§ Work order
What you produce should be every line from the data that includes "plant".

[Stored data entries]
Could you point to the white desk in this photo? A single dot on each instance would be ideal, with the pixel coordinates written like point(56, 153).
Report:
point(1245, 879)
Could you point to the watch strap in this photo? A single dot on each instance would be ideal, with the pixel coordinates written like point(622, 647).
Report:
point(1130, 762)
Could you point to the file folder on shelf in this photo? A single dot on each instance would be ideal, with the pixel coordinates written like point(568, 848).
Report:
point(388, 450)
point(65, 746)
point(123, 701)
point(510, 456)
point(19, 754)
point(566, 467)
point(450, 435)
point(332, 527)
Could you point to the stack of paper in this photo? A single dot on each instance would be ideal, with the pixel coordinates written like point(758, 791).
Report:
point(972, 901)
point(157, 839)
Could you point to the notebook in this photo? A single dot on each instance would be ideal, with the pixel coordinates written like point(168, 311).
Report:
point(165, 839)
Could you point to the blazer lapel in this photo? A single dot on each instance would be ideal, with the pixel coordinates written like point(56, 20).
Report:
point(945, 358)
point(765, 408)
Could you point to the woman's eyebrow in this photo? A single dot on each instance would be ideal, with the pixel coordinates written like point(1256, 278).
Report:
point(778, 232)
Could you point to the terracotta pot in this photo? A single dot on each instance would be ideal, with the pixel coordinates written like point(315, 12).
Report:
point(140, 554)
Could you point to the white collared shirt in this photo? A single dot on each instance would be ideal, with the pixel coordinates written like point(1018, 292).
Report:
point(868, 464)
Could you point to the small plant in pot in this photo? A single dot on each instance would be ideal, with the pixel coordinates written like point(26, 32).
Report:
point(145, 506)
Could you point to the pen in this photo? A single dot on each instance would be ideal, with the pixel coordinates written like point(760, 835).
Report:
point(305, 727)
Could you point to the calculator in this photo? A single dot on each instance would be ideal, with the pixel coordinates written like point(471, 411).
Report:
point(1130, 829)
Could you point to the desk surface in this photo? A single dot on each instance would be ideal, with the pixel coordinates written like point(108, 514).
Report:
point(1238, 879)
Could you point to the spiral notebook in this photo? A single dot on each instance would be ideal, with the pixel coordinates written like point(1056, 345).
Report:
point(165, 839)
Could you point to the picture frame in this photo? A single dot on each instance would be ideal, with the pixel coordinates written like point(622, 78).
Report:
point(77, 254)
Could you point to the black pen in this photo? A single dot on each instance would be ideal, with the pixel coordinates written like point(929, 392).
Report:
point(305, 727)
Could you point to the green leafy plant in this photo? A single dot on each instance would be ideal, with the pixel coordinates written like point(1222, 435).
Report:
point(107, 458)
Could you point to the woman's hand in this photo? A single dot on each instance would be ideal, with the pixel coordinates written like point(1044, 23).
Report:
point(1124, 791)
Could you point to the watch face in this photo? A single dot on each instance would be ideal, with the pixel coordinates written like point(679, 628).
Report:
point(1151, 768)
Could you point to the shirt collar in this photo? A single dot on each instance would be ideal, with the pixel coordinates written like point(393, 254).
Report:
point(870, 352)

§ Task solution
Could you point to the small plant in pot in this photo? A single dot on each instance would be ideal, with the pixel coordinates written like point(26, 32).
Could you point to the green leafy plant in this photo? A single dot on each instance would be ideal, with the pixel coordinates written like point(1222, 435).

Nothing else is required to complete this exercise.